Exercise directions ▸ Copy the material from its first line through the line containing "(1032, 505)", changing "boot" to "shoe" and leaving everything else as it is. Leave the pictures out of your answer.

+++ Listed records

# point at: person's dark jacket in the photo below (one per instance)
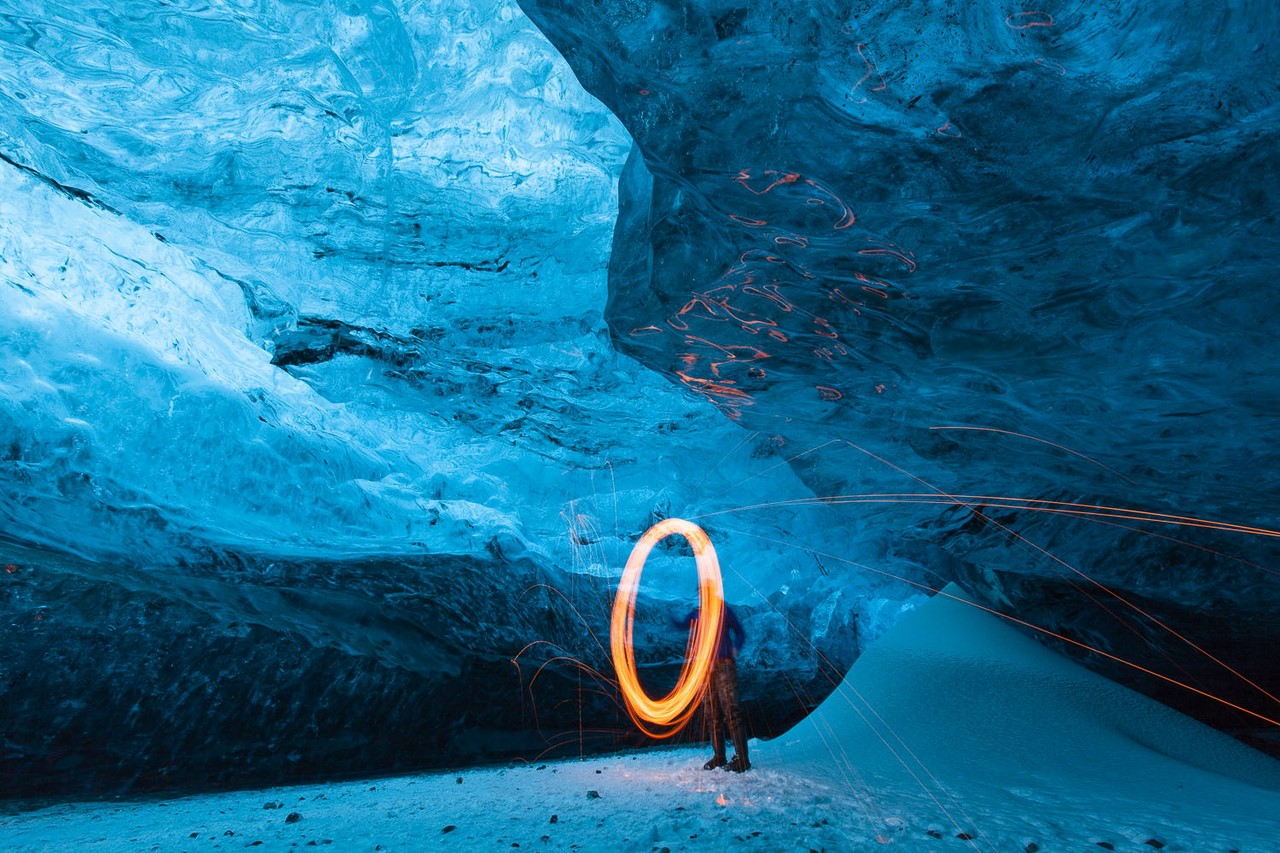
(731, 633)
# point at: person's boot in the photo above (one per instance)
(740, 760)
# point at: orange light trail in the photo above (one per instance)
(672, 711)
(1034, 628)
(1032, 505)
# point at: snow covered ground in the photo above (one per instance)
(952, 733)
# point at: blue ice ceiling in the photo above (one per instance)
(337, 325)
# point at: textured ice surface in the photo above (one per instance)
(993, 744)
(309, 418)
(332, 328)
(976, 250)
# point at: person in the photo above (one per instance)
(721, 707)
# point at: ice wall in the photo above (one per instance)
(977, 250)
(310, 419)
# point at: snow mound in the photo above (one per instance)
(952, 733)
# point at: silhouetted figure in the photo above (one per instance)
(721, 705)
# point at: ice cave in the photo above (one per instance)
(348, 350)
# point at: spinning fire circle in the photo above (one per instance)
(673, 710)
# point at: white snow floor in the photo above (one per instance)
(954, 733)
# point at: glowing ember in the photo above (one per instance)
(672, 711)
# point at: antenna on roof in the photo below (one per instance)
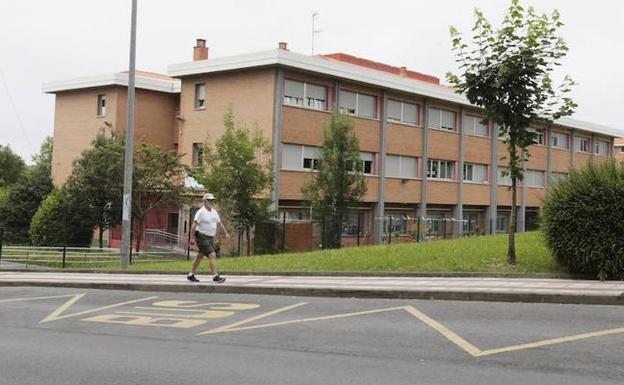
(314, 30)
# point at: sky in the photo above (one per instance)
(42, 40)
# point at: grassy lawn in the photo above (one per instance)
(476, 254)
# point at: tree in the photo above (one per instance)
(11, 166)
(25, 196)
(238, 172)
(97, 182)
(338, 182)
(508, 73)
(158, 180)
(60, 222)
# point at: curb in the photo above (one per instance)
(342, 293)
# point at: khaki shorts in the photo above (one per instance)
(205, 243)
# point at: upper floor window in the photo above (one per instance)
(200, 95)
(198, 154)
(475, 172)
(102, 105)
(601, 147)
(353, 103)
(442, 119)
(440, 169)
(304, 94)
(403, 112)
(398, 166)
(560, 140)
(582, 144)
(474, 125)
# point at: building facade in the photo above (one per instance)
(432, 163)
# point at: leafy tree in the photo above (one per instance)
(25, 196)
(238, 172)
(158, 180)
(97, 182)
(60, 222)
(507, 72)
(338, 182)
(11, 166)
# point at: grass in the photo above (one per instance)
(476, 254)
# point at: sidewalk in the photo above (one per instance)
(442, 288)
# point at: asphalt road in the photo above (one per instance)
(73, 336)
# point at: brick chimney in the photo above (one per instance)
(200, 51)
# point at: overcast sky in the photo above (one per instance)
(44, 40)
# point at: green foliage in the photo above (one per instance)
(583, 219)
(158, 180)
(338, 182)
(507, 72)
(11, 166)
(237, 170)
(60, 222)
(97, 182)
(25, 196)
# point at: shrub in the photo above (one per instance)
(58, 222)
(583, 221)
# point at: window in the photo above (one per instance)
(402, 112)
(534, 178)
(299, 157)
(475, 172)
(440, 169)
(560, 140)
(582, 144)
(601, 148)
(473, 125)
(558, 176)
(305, 95)
(358, 104)
(504, 180)
(539, 139)
(401, 166)
(198, 154)
(200, 96)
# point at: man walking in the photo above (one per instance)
(205, 226)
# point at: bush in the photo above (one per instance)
(583, 221)
(58, 222)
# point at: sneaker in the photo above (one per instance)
(191, 277)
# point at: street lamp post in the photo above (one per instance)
(126, 224)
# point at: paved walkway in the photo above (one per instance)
(492, 289)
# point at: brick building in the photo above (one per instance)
(425, 150)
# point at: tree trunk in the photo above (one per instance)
(511, 250)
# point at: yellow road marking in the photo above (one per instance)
(35, 298)
(56, 314)
(446, 332)
(255, 318)
(552, 341)
(282, 323)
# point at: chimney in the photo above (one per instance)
(200, 51)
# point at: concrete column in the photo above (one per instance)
(277, 135)
(458, 210)
(422, 208)
(380, 206)
(491, 211)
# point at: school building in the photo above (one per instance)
(426, 151)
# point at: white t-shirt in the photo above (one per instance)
(207, 221)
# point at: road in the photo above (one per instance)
(73, 336)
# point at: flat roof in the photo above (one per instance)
(143, 80)
(351, 72)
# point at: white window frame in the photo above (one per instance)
(402, 118)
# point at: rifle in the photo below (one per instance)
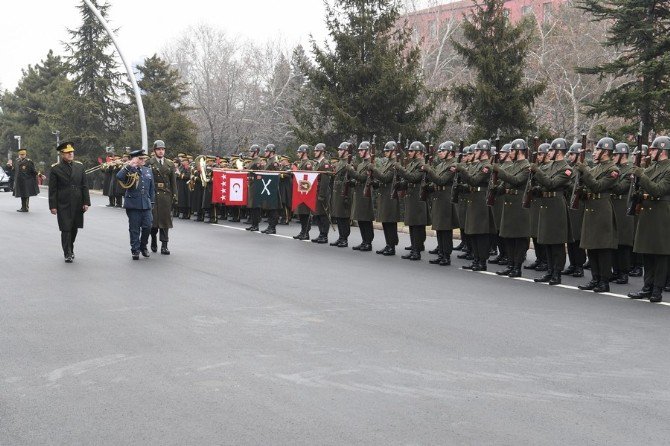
(395, 185)
(577, 187)
(423, 195)
(493, 180)
(634, 198)
(350, 156)
(528, 191)
(455, 191)
(367, 190)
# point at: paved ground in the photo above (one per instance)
(241, 338)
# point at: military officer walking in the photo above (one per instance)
(165, 185)
(68, 197)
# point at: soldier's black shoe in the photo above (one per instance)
(656, 296)
(589, 286)
(644, 293)
(602, 287)
(505, 272)
(569, 270)
(542, 266)
(622, 280)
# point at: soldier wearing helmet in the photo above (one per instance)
(444, 213)
(599, 231)
(362, 210)
(515, 219)
(388, 205)
(302, 211)
(416, 210)
(553, 229)
(653, 220)
(625, 224)
(320, 214)
(479, 223)
(341, 197)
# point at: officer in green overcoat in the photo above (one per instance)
(654, 219)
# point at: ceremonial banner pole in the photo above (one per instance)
(131, 76)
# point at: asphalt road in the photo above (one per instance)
(242, 338)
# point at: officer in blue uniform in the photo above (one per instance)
(140, 196)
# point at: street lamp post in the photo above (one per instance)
(131, 75)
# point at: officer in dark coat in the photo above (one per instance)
(68, 197)
(654, 219)
(362, 210)
(321, 214)
(140, 197)
(444, 215)
(341, 197)
(416, 210)
(388, 204)
(599, 229)
(165, 185)
(515, 219)
(553, 227)
(25, 180)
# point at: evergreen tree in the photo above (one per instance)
(496, 50)
(163, 94)
(642, 29)
(369, 82)
(97, 81)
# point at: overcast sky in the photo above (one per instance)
(31, 27)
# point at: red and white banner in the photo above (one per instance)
(305, 186)
(230, 188)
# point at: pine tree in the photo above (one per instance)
(163, 93)
(642, 29)
(97, 80)
(496, 50)
(369, 81)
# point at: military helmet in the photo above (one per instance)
(447, 146)
(518, 144)
(661, 142)
(621, 148)
(303, 148)
(575, 148)
(507, 148)
(559, 144)
(390, 146)
(606, 144)
(417, 146)
(365, 145)
(484, 144)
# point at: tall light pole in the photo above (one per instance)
(131, 76)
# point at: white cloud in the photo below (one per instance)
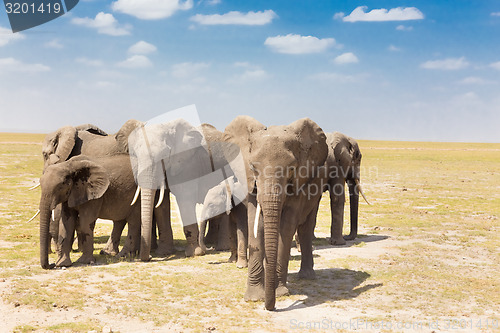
(89, 62)
(151, 9)
(136, 61)
(346, 58)
(13, 65)
(54, 44)
(335, 77)
(104, 23)
(380, 15)
(393, 48)
(142, 47)
(474, 80)
(297, 44)
(188, 69)
(446, 64)
(404, 28)
(236, 18)
(495, 65)
(6, 36)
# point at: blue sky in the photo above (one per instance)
(397, 70)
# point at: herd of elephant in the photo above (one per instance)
(272, 195)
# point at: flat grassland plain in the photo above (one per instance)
(427, 258)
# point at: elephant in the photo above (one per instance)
(285, 186)
(343, 165)
(89, 140)
(219, 203)
(177, 155)
(88, 188)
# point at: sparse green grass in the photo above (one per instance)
(438, 203)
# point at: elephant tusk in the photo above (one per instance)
(136, 195)
(361, 191)
(36, 214)
(256, 222)
(160, 200)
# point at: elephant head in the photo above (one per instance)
(219, 200)
(74, 182)
(282, 160)
(347, 161)
(57, 146)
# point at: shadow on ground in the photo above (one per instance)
(330, 285)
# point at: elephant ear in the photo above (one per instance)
(241, 132)
(312, 141)
(122, 135)
(345, 149)
(57, 146)
(90, 181)
(91, 129)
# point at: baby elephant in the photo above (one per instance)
(222, 201)
(88, 188)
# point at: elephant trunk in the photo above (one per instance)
(354, 203)
(45, 214)
(147, 197)
(271, 209)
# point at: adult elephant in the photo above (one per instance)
(343, 165)
(87, 188)
(178, 155)
(89, 140)
(285, 189)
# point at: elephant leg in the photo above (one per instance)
(113, 243)
(255, 284)
(223, 237)
(67, 225)
(337, 201)
(191, 231)
(306, 232)
(240, 214)
(132, 242)
(163, 221)
(88, 214)
(54, 228)
(287, 230)
(233, 239)
(213, 231)
(154, 240)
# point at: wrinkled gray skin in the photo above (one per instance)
(180, 152)
(343, 163)
(220, 199)
(89, 140)
(88, 188)
(284, 208)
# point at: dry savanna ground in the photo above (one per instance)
(426, 259)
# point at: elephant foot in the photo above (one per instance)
(63, 261)
(282, 290)
(192, 251)
(307, 274)
(127, 253)
(337, 241)
(254, 293)
(350, 237)
(241, 263)
(164, 251)
(86, 259)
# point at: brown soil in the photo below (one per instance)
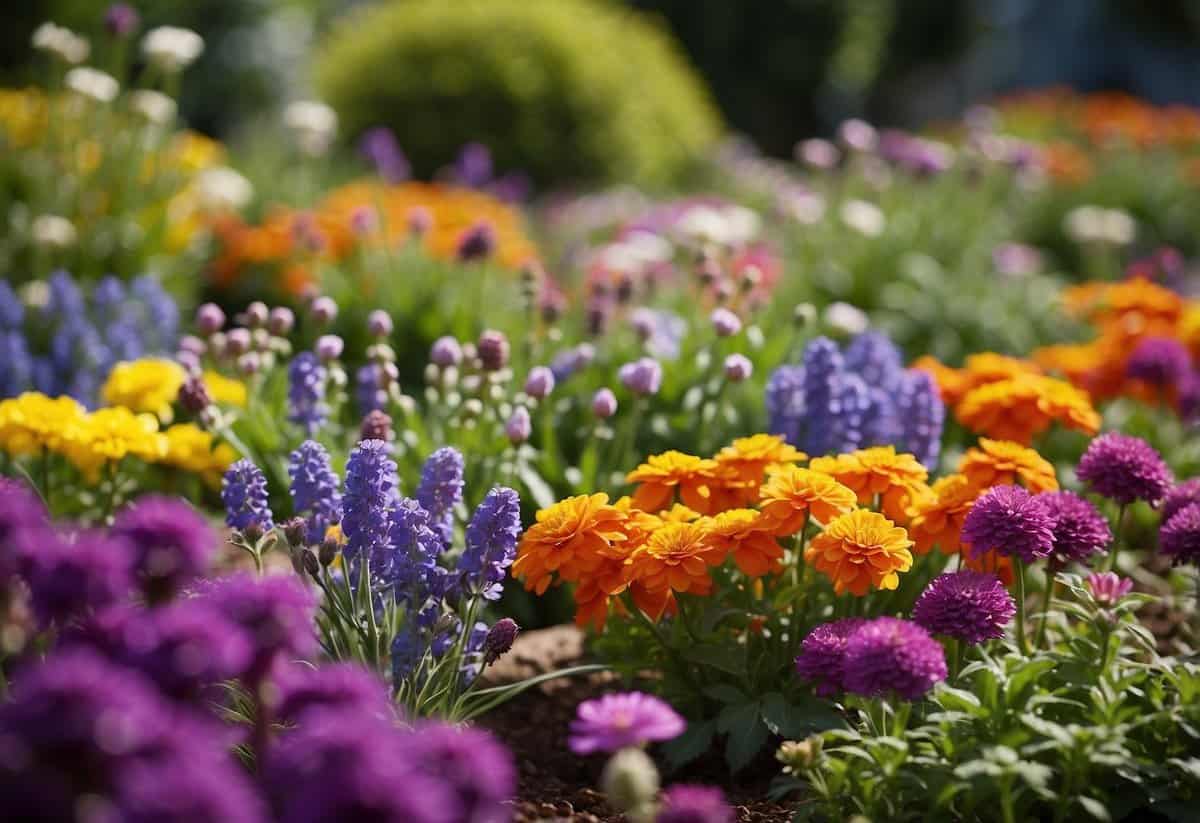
(557, 785)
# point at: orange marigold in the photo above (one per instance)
(936, 518)
(792, 493)
(898, 479)
(1003, 463)
(571, 539)
(861, 550)
(705, 486)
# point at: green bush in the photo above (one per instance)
(568, 90)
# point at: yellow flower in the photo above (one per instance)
(144, 385)
(33, 421)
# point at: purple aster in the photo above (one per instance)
(244, 494)
(1011, 521)
(1125, 469)
(822, 655)
(441, 488)
(683, 803)
(897, 656)
(306, 392)
(351, 766)
(478, 770)
(315, 488)
(275, 613)
(371, 491)
(172, 544)
(491, 542)
(1079, 529)
(1181, 496)
(1180, 536)
(342, 688)
(971, 606)
(619, 720)
(1162, 361)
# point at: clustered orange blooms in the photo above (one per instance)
(1009, 398)
(689, 515)
(359, 214)
(1122, 313)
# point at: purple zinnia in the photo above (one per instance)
(244, 494)
(619, 720)
(893, 655)
(683, 803)
(1011, 521)
(1079, 529)
(491, 542)
(1125, 469)
(315, 493)
(172, 544)
(1180, 536)
(822, 655)
(971, 606)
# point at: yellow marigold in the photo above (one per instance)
(861, 550)
(571, 539)
(223, 389)
(749, 458)
(1021, 407)
(897, 479)
(703, 485)
(33, 421)
(791, 494)
(936, 518)
(1003, 463)
(190, 448)
(144, 385)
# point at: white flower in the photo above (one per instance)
(154, 106)
(313, 124)
(61, 42)
(864, 217)
(93, 83)
(221, 188)
(53, 232)
(172, 48)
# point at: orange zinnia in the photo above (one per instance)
(747, 534)
(937, 517)
(574, 538)
(1003, 463)
(703, 485)
(792, 493)
(861, 550)
(898, 479)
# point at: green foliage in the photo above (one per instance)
(564, 89)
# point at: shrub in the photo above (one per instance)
(564, 89)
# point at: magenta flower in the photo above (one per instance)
(621, 720)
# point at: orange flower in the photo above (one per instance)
(1003, 463)
(748, 535)
(792, 493)
(703, 485)
(861, 550)
(897, 479)
(937, 517)
(749, 458)
(571, 539)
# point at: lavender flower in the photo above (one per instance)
(1011, 521)
(619, 720)
(244, 494)
(1079, 529)
(970, 606)
(491, 542)
(1125, 469)
(822, 655)
(889, 655)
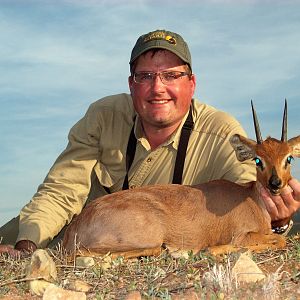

++++++

Task response ▸
# point at: person's dark jacket in the photo below (one per instance)
(731, 633)
# point at: person's shoe in the photo above (one per instance)
(740, 760)
# point at: orange light trail in the photo above (one per instance)
(672, 711)
(1034, 628)
(1032, 505)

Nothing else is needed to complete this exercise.